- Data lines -

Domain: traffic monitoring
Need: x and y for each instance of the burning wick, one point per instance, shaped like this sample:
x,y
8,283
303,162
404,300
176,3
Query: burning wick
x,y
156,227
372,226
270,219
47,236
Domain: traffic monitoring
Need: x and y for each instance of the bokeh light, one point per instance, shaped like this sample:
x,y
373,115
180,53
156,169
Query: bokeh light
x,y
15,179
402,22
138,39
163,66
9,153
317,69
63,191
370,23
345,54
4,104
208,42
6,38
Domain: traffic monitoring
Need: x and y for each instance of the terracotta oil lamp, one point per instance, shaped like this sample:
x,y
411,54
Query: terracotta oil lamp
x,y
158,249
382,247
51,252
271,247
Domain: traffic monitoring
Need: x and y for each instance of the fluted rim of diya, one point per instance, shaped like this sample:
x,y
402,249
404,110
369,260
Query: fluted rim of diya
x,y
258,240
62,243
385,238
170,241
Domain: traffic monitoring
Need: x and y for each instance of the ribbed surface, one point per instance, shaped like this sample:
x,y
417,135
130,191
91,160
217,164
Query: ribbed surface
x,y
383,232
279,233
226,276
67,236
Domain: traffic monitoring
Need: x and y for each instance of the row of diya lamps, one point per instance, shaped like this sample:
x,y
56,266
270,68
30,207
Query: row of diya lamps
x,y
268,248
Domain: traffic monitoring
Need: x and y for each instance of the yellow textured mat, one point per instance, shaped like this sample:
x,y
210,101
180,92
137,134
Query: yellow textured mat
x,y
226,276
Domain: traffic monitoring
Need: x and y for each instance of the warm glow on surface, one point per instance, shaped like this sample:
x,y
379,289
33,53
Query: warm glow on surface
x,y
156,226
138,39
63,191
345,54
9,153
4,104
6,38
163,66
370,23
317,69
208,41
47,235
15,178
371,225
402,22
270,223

- Task -
Find each line in the listing above that contains the string "point", matching case exactly, and copy those lines.

- Result -
Need: x and y for each instance of the burning wick, one point per instance, shaped like this sample:
Need: x and y for each instance of the bokeh light, one point per instance, shaped like this sample:
Need: x and y for each instance of the terracotta oil lamp, one point per instance, shaped like this sample:
Need: x and y for each instance of the fluted rim of diya, one point per instance, shaped like this sample:
Need: x and y for each instance of the ribbed surface, one point per instance, shaped like this sample:
Need: x and y for each instance of the row of diya lamps, one point per instance, shaped like this sample:
Need: x and y for each instance of the yellow textured mat, one point per instance, shaped like this sample:
Need: x and y for each instance of the warm glow on surface, one point per instance, shaped like this sample:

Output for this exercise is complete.